══ GIVEN INFORMATION ══

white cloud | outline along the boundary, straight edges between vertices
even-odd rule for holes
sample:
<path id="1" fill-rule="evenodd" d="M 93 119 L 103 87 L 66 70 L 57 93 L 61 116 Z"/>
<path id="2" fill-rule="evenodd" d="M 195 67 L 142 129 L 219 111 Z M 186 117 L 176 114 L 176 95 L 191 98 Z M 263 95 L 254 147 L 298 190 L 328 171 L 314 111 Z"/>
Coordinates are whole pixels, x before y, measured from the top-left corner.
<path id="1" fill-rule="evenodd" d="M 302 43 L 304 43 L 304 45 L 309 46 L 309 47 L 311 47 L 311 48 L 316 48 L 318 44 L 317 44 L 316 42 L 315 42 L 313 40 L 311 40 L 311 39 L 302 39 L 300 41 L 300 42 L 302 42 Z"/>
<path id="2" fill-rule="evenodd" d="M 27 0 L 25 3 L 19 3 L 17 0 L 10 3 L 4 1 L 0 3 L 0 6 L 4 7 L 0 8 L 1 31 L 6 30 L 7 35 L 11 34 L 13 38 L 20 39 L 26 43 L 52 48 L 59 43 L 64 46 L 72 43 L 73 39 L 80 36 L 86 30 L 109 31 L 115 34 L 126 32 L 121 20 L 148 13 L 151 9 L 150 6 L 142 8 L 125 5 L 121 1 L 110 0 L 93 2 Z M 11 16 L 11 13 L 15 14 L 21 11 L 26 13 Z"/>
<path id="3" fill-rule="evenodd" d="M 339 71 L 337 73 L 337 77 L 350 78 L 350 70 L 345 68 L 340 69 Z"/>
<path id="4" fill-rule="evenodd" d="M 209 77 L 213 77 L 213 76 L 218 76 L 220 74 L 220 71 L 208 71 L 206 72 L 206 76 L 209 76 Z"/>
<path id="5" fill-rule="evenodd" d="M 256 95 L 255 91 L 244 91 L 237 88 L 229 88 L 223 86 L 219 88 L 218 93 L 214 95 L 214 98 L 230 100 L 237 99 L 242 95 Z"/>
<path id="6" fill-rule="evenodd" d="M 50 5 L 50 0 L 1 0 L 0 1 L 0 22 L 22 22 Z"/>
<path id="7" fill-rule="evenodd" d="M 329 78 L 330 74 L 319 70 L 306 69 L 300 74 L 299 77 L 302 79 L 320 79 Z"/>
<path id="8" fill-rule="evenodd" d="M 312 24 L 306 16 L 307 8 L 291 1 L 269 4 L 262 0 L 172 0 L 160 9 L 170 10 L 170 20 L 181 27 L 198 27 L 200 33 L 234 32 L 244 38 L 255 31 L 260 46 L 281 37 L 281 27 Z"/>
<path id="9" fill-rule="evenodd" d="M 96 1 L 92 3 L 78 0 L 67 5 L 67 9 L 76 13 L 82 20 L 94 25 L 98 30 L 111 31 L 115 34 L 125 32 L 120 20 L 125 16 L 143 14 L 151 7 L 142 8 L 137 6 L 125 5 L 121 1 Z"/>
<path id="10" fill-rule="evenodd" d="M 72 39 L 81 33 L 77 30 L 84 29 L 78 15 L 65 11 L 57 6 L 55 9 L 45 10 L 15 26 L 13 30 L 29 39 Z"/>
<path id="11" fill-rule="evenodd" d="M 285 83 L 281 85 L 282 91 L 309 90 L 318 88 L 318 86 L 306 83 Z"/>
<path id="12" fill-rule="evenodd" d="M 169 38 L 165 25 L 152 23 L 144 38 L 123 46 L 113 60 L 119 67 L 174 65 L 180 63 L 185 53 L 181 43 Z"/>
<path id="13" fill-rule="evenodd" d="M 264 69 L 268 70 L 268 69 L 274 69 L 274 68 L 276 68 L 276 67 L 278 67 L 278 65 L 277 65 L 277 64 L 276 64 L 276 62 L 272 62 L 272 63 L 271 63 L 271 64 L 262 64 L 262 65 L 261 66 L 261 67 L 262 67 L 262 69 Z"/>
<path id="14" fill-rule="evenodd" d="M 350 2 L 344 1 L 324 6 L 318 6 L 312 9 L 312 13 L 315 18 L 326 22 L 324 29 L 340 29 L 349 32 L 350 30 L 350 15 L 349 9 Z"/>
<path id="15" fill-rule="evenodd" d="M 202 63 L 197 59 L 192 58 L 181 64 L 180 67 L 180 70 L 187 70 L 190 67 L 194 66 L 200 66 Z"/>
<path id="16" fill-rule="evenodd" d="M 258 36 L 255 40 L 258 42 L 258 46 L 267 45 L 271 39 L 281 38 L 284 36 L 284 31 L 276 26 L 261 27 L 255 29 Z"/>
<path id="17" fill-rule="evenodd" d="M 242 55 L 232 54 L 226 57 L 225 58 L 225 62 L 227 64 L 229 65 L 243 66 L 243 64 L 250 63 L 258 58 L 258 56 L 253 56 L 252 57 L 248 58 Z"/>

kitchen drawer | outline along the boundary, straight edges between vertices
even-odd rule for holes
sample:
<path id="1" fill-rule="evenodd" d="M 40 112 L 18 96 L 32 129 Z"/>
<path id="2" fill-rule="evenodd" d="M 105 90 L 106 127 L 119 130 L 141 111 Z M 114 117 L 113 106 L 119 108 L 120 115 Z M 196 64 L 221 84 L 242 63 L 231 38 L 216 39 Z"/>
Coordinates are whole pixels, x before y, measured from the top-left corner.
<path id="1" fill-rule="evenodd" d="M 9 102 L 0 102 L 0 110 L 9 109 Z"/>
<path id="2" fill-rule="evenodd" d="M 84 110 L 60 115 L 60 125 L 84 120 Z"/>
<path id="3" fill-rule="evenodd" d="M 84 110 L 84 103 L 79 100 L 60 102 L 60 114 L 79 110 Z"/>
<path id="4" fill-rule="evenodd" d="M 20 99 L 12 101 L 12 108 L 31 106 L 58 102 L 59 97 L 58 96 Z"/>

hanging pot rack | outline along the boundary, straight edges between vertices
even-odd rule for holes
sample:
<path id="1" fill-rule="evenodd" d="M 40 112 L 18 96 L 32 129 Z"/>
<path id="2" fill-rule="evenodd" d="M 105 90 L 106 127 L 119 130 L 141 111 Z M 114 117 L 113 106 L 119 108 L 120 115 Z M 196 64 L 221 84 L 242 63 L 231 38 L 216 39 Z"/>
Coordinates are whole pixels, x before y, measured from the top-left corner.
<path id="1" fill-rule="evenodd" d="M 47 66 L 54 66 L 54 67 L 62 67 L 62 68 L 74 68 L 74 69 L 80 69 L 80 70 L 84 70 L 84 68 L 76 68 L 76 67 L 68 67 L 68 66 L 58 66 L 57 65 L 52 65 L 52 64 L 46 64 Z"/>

═══

Rewrite the listing with every occurrence of "whole pixels" replaced by "integer pixels", keeping everything else unchanged.

ANSWER BELOW:
white cloud | outline along the boundary, straight edges between vertices
even-odd rule for holes
sample:
<path id="1" fill-rule="evenodd" d="M 93 119 L 103 87 L 66 70 L 57 93 L 61 116 Z"/>
<path id="2" fill-rule="evenodd" d="M 195 67 L 142 129 L 219 111 Z M 186 117 L 176 114 L 176 95 L 191 98 Z M 263 95 L 254 147 L 298 190 L 328 171 L 314 111 Z"/>
Coordinates are integer pixels, x before y, measured from the top-left corner.
<path id="1" fill-rule="evenodd" d="M 302 43 L 304 43 L 304 45 L 309 46 L 309 47 L 311 47 L 311 48 L 316 48 L 318 44 L 317 44 L 316 42 L 315 42 L 313 40 L 311 40 L 311 39 L 302 39 L 300 41 L 300 42 L 302 42 Z"/>
<path id="2" fill-rule="evenodd" d="M 27 0 L 25 3 L 19 3 L 17 0 L 10 3 L 4 1 L 0 3 L 0 6 L 4 7 L 0 8 L 1 31 L 6 30 L 7 35 L 11 34 L 13 38 L 20 39 L 26 43 L 52 48 L 59 43 L 64 46 L 72 43 L 73 39 L 80 36 L 86 30 L 109 31 L 115 34 L 126 32 L 121 20 L 148 13 L 151 9 L 150 6 L 142 8 L 125 5 L 121 1 L 110 0 L 93 2 Z M 11 16 L 11 13 L 15 14 L 21 11 L 26 13 Z"/>
<path id="3" fill-rule="evenodd" d="M 339 71 L 337 73 L 337 77 L 350 78 L 350 70 L 345 68 L 340 69 Z"/>
<path id="4" fill-rule="evenodd" d="M 209 77 L 213 77 L 213 76 L 218 76 L 220 74 L 220 71 L 208 71 L 206 72 L 206 76 L 209 76 Z"/>
<path id="5" fill-rule="evenodd" d="M 256 95 L 255 91 L 244 91 L 237 88 L 229 88 L 223 86 L 219 88 L 218 93 L 214 95 L 214 98 L 230 100 L 237 99 L 242 95 Z"/>
<path id="6" fill-rule="evenodd" d="M 50 5 L 50 0 L 1 0 L 0 1 L 0 22 L 22 22 Z"/>
<path id="7" fill-rule="evenodd" d="M 329 78 L 330 74 L 319 70 L 306 69 L 300 74 L 299 77 L 302 79 L 320 79 Z"/>
<path id="8" fill-rule="evenodd" d="M 312 24 L 306 16 L 307 8 L 291 1 L 269 4 L 262 0 L 172 0 L 160 9 L 170 10 L 170 20 L 181 27 L 198 27 L 200 33 L 234 32 L 244 38 L 255 31 L 260 46 L 281 37 L 281 27 Z"/>
<path id="9" fill-rule="evenodd" d="M 96 1 L 92 3 L 78 0 L 67 5 L 67 9 L 76 13 L 82 20 L 94 25 L 98 30 L 111 31 L 115 34 L 125 32 L 120 20 L 125 16 L 143 14 L 151 7 L 142 8 L 137 6 L 125 5 L 121 1 Z"/>
<path id="10" fill-rule="evenodd" d="M 72 39 L 81 33 L 77 30 L 84 29 L 78 15 L 65 11 L 57 6 L 55 9 L 45 10 L 15 26 L 13 30 L 29 39 Z"/>
<path id="11" fill-rule="evenodd" d="M 285 83 L 281 85 L 282 91 L 309 90 L 318 88 L 318 86 L 306 83 Z"/>
<path id="12" fill-rule="evenodd" d="M 169 38 L 165 25 L 152 23 L 144 38 L 123 46 L 113 60 L 119 67 L 174 65 L 180 63 L 185 53 L 181 43 Z"/>
<path id="13" fill-rule="evenodd" d="M 264 69 L 268 70 L 268 69 L 274 69 L 274 68 L 276 68 L 276 67 L 278 67 L 278 65 L 277 65 L 277 64 L 276 64 L 276 62 L 272 62 L 272 63 L 271 63 L 271 64 L 262 64 L 262 65 L 261 66 L 261 67 L 262 67 L 262 69 Z"/>
<path id="14" fill-rule="evenodd" d="M 350 2 L 344 1 L 324 6 L 318 6 L 312 9 L 312 13 L 315 18 L 326 22 L 324 29 L 340 29 L 349 32 L 350 30 L 350 15 L 349 9 Z"/>
<path id="15" fill-rule="evenodd" d="M 202 63 L 197 59 L 192 58 L 181 64 L 180 67 L 180 70 L 187 70 L 190 67 L 194 66 L 200 66 Z"/>
<path id="16" fill-rule="evenodd" d="M 258 36 L 255 40 L 258 42 L 258 46 L 267 45 L 271 39 L 281 38 L 284 36 L 284 31 L 276 26 L 261 27 L 255 29 Z"/>
<path id="17" fill-rule="evenodd" d="M 242 55 L 232 54 L 226 57 L 225 58 L 225 62 L 227 64 L 229 65 L 243 66 L 243 64 L 250 63 L 258 58 L 258 56 L 253 56 L 252 57 L 248 58 Z"/>

kitchen drawer | outline along the boundary, straight edges between vertices
even-odd rule for holes
sample:
<path id="1" fill-rule="evenodd" d="M 40 112 L 18 96 L 32 129 Z"/>
<path id="2" fill-rule="evenodd" d="M 105 90 L 106 127 L 119 130 L 141 111 Z M 114 117 L 113 106 L 119 108 L 120 115 Z M 196 64 L 221 84 L 242 63 L 231 38 L 216 39 Z"/>
Coordinates are integer pixels, x before y, measured from the top-left corner.
<path id="1" fill-rule="evenodd" d="M 9 102 L 0 102 L 0 110 L 9 109 Z"/>
<path id="2" fill-rule="evenodd" d="M 84 110 L 60 115 L 60 125 L 84 120 Z"/>
<path id="3" fill-rule="evenodd" d="M 84 110 L 84 103 L 79 100 L 60 102 L 60 114 L 79 110 Z"/>
<path id="4" fill-rule="evenodd" d="M 20 99 L 12 101 L 12 108 L 31 106 L 58 102 L 59 97 L 58 96 Z"/>

hanging pot rack | outline along the boundary, straight edges between vertices
even-odd rule for holes
sample:
<path id="1" fill-rule="evenodd" d="M 40 112 L 18 96 L 32 129 Z"/>
<path id="2" fill-rule="evenodd" d="M 105 90 L 106 127 L 119 130 L 141 111 Z M 114 117 L 113 106 L 119 108 L 120 115 Z M 196 64 L 221 84 L 242 63 L 231 38 L 216 39 Z"/>
Coordinates are integer pixels, x before y, measured from the top-left corner.
<path id="1" fill-rule="evenodd" d="M 47 66 L 54 66 L 54 67 L 62 67 L 62 68 L 74 68 L 74 69 L 80 69 L 80 70 L 84 70 L 84 68 L 76 68 L 76 67 L 68 67 L 68 66 L 58 66 L 57 65 L 52 65 L 52 64 L 46 64 Z"/>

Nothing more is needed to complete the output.